▶ Objective
Format every line of the records below as a JSON list of strings, with one string per line and any blank lines omitted.

(Coordinate labeling data)
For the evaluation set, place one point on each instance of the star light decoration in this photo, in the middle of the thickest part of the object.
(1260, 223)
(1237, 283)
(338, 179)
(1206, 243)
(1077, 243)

▶ Output below
[
  "For the evaluation set, place one point on each instance of the star light decoration in this photo, in the middle of the thickest part of the object.",
  "(1260, 223)",
  "(1237, 283)",
  "(338, 179)",
  "(1206, 243)",
  "(1077, 243)"
]